*Exercise instructions*
In the hemp act article below, reproduce everything from "The Marihuana Tax" down to "dollars in 2025." word for word.

*Document*
+-------+
= Industrial Hemp Farming Act of 2009 =

Drug control law

The Industrial Hemp Farming Act of 2009, introduced during the 111th United States Congress by House
Republican Ron Paul of Texas) and House Democrat Barney Frank of Massachusetts) on April 2, 2009, sought to clarify the differences between marijuana and industrial hemp as well as repeal federal laws that prohibited cultivation of industrial hemp, but only for research facilities of higher education from conducting research.

==History==

The Marihuana Tax Act of 1937 was the beginning of regulation surrounding the growth of Cannabis in the US. An extremely high tax was placed on marijuana; making it nearly impossible to grow industrial hemp. However, Congress expected the production of industrial hemp to continue, but the Federal Bureau of Narcotics and later the US Drug Enforcement Administration classified industrial hemp in the same category as recreational marijuana, despite the fact that industrial hemp does not produce the same psychoactive effects as marijuana.

President Donald Trump signed the 2018 United States farm bill on December 20, 2018 legally defined hemp as cannabis that had a THC content of .3% or less, and allowed for the commercial cultivation, sale, and marketing of hemp. The hemp industry has grown largely since then, being valued at $739 million dollars in 2025.
+-------+
*Entries supplied*
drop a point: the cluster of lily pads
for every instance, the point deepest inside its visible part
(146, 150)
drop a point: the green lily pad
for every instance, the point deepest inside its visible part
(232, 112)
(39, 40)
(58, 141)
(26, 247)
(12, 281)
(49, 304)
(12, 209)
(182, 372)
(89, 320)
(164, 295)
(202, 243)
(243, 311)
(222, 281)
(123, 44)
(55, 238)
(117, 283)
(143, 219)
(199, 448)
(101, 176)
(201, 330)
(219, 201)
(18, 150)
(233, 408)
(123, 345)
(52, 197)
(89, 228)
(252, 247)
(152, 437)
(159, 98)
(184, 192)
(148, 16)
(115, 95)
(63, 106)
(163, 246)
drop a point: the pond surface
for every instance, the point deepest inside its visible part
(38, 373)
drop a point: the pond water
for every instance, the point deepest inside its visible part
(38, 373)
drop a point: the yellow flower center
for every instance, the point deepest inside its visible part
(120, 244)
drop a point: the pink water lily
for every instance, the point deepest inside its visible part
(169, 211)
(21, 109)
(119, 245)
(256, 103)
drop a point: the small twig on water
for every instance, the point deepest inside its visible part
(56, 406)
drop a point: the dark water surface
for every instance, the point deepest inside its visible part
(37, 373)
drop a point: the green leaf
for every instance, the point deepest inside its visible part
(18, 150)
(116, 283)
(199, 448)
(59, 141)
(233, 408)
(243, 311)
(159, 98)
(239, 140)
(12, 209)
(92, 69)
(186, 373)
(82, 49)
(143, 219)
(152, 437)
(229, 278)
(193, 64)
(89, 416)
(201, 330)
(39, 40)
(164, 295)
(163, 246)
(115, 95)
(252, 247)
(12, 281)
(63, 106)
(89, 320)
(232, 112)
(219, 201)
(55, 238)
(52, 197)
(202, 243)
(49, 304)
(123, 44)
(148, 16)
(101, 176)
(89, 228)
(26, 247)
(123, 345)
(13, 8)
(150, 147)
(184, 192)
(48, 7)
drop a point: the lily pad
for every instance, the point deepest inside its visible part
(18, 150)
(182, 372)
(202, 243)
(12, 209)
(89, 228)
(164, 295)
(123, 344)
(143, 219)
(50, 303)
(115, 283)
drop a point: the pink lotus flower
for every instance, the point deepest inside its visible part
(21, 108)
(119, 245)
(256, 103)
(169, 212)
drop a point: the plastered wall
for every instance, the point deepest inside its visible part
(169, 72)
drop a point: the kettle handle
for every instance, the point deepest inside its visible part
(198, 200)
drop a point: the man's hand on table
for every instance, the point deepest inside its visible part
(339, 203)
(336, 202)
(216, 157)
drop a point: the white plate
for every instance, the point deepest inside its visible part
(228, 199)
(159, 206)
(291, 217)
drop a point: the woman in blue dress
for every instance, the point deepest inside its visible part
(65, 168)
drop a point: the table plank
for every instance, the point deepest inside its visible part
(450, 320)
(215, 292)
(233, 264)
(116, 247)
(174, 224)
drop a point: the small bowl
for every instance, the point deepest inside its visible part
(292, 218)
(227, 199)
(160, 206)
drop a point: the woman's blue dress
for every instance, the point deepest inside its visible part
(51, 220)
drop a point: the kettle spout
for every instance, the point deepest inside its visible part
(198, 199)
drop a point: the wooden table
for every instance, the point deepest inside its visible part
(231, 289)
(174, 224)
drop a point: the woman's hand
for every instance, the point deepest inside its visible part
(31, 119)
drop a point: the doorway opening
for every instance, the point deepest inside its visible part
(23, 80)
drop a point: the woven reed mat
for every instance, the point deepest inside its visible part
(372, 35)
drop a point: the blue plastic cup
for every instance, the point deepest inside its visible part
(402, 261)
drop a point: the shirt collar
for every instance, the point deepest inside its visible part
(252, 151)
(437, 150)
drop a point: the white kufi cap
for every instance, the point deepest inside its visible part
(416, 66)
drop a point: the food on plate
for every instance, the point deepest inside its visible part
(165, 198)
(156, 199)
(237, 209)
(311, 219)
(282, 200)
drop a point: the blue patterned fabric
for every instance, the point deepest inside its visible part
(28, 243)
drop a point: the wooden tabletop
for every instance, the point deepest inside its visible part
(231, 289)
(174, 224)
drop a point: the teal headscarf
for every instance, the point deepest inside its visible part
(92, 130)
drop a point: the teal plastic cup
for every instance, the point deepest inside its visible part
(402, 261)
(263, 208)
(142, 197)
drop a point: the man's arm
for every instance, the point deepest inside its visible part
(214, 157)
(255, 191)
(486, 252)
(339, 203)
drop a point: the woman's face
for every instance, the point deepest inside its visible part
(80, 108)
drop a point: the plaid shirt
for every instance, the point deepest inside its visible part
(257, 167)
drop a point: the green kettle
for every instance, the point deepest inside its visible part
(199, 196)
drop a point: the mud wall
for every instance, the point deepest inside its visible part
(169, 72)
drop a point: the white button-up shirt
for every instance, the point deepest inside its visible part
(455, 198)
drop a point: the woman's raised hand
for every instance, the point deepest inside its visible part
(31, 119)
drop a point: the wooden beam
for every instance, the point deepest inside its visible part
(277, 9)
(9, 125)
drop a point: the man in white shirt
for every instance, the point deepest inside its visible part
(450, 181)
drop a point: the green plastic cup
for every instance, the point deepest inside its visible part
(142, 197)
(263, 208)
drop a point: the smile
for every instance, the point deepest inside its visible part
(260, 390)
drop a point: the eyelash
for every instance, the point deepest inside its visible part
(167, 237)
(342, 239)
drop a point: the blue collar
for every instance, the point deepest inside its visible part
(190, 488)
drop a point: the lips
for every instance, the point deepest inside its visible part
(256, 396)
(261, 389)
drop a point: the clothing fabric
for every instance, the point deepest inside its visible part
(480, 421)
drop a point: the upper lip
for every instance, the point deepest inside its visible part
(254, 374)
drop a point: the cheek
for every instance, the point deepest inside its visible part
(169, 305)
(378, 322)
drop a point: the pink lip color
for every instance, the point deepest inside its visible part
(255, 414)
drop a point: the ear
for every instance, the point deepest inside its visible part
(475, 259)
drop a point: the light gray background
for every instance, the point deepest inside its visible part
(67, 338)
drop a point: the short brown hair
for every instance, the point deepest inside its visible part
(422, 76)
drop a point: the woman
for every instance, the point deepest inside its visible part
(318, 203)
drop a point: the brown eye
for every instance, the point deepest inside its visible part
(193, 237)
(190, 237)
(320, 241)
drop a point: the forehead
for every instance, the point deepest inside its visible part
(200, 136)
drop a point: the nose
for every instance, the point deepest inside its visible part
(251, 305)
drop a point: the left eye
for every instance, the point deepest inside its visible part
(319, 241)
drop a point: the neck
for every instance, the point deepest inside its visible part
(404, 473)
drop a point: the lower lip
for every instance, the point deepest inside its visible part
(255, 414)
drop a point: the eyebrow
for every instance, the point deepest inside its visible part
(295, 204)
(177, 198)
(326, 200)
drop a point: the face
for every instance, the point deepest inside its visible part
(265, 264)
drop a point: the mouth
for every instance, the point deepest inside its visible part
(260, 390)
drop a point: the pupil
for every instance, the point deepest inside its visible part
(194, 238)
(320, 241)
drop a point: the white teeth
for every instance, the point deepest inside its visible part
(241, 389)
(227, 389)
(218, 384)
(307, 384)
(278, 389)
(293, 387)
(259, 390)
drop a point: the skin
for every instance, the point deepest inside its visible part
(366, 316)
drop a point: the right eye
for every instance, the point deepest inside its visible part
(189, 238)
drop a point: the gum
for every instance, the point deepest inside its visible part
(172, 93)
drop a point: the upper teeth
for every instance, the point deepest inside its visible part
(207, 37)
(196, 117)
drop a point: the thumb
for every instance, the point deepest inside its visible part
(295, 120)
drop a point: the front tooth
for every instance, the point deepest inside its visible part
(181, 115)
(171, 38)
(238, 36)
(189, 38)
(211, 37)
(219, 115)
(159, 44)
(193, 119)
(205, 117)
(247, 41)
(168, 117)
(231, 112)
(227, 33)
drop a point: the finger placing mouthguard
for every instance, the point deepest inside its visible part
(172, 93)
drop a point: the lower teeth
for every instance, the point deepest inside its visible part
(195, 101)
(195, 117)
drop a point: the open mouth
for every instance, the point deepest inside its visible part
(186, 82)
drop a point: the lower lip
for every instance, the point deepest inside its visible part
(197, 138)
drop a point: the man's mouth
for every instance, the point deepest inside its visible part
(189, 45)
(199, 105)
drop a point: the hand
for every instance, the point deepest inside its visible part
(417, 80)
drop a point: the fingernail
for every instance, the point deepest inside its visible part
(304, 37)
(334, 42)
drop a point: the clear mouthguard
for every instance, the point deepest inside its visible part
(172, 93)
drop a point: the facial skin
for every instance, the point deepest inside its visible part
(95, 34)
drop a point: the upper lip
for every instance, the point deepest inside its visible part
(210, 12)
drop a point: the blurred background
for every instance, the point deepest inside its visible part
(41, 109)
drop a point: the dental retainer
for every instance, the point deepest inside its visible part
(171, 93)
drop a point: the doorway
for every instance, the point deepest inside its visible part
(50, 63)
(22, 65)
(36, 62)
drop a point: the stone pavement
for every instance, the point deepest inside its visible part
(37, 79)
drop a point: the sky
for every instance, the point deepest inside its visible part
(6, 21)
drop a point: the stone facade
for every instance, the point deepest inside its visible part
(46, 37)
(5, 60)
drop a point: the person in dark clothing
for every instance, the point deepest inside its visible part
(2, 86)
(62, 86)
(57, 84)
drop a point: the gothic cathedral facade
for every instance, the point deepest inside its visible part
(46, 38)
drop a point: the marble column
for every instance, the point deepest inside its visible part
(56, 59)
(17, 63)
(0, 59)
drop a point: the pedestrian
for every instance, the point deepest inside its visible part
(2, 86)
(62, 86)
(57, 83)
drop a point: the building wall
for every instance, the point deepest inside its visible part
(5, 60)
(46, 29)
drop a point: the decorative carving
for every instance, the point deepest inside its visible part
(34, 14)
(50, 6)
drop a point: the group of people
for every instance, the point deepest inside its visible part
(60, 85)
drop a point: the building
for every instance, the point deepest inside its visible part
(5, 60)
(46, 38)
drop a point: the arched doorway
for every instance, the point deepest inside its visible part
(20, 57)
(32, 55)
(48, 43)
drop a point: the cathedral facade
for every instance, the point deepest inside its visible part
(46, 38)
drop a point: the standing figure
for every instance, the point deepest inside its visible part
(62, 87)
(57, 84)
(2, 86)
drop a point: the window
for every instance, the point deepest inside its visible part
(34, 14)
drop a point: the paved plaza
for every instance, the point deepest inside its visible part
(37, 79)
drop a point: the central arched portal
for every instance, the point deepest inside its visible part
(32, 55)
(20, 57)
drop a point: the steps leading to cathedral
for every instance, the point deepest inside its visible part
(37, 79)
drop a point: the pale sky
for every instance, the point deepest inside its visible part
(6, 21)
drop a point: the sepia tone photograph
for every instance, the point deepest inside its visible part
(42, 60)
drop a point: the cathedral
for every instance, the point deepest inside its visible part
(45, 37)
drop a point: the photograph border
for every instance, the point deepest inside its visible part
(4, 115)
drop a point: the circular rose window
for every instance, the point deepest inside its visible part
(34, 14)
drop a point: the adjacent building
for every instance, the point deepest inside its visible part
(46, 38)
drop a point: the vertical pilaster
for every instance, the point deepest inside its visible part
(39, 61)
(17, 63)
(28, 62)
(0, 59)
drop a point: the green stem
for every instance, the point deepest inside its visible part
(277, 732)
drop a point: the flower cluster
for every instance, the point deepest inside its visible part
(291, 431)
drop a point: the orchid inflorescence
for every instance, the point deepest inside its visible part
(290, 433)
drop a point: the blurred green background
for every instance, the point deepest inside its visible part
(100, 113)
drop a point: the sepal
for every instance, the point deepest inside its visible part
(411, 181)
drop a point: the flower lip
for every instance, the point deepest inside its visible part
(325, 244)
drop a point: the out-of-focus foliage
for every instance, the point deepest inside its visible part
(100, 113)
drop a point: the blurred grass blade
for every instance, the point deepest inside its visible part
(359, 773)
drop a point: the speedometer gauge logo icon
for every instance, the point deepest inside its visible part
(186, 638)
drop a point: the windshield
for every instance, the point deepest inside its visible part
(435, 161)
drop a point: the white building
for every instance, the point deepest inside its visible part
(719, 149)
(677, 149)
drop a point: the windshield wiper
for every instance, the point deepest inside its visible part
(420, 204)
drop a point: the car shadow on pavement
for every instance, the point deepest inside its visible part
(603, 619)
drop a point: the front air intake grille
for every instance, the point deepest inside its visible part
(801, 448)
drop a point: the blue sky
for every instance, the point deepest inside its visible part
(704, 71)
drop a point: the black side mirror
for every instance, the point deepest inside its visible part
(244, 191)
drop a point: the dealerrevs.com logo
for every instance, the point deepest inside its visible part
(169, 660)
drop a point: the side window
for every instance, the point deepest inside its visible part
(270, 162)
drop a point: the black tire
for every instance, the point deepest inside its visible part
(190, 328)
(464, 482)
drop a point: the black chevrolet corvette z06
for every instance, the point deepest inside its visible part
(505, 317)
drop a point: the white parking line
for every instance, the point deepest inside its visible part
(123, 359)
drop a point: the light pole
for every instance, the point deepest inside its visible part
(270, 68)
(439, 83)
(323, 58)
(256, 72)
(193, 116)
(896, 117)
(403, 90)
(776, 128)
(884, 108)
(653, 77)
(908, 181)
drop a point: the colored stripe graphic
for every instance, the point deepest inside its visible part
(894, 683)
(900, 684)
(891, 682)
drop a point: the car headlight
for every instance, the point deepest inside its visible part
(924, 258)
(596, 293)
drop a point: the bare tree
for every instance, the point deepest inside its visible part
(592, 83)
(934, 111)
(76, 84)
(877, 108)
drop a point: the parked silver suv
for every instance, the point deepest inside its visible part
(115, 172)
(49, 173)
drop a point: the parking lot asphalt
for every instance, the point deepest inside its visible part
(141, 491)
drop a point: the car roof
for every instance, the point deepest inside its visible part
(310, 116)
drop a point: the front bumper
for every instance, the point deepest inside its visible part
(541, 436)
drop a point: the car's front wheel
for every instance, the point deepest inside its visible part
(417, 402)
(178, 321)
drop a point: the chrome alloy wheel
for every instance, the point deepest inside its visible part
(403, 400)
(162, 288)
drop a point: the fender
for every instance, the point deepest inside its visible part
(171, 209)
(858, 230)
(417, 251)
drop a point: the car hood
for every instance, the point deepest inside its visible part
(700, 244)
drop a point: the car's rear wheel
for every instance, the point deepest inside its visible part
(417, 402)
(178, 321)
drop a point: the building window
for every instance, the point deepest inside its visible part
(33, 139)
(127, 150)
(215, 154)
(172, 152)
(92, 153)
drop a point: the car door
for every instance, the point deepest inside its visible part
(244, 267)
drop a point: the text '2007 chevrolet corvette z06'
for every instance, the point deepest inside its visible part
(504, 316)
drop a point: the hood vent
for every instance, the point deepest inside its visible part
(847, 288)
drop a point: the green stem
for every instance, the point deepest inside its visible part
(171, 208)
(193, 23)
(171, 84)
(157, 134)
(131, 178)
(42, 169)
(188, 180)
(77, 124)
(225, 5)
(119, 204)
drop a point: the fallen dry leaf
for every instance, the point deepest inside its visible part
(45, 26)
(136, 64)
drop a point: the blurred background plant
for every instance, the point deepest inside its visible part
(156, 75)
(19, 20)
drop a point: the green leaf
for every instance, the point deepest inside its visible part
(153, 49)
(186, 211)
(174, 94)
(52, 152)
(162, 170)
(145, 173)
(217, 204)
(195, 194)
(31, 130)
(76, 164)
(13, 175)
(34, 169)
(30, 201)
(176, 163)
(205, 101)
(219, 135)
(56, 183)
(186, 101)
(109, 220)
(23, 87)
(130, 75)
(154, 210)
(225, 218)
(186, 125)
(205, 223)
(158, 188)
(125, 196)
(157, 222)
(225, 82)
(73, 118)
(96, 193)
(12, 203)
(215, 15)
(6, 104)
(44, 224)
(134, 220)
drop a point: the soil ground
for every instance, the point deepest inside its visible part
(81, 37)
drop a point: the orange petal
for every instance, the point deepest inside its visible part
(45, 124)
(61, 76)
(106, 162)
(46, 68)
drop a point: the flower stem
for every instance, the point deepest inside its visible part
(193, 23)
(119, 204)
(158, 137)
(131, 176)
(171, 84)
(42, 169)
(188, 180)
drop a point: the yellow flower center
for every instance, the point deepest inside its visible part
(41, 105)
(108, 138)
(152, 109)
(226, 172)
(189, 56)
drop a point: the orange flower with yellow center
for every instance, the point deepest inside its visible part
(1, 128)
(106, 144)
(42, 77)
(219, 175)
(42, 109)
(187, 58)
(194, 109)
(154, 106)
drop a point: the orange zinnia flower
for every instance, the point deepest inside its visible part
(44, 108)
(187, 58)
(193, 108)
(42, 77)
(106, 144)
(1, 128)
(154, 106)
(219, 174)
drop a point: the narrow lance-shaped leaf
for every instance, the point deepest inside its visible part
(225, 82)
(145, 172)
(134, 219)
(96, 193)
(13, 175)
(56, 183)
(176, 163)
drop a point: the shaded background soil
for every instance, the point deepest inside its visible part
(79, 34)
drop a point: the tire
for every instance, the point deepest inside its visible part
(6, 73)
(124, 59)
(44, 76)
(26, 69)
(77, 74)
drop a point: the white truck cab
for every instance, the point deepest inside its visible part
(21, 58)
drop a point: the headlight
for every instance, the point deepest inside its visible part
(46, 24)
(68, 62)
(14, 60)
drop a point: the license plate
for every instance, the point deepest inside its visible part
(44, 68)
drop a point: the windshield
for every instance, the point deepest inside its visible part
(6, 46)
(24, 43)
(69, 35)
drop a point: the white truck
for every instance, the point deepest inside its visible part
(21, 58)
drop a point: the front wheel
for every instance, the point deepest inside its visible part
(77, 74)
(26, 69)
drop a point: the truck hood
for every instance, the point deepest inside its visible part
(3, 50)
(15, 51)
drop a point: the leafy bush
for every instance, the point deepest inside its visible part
+-------+
*Answer for the task*
The Marihuana Tax Act of 1937 was the beginning of regulation surrounding the growth of Cannabis in the US. An extremely high tax was placed on marijuana; making it nearly impossible to grow industrial hemp. However, Congress expected the production of industrial hemp to continue, but the Federal Bureau of Narcotics and later the US Drug Enforcement Administration classified industrial hemp in the same category as recreational marijuana, despite the fact that industrial hemp does not produce the same psychoactive effects as marijuana.

President Donald Trump signed the 2018 United States farm bill on December 20, 2018 legally defined hemp as cannabis that had a THC content of .3% or less, and allowed for the commercial cultivation, sale, and marketing of hemp. The hemp industry has grown largely since then, being valued at $739 million dollars in 2025.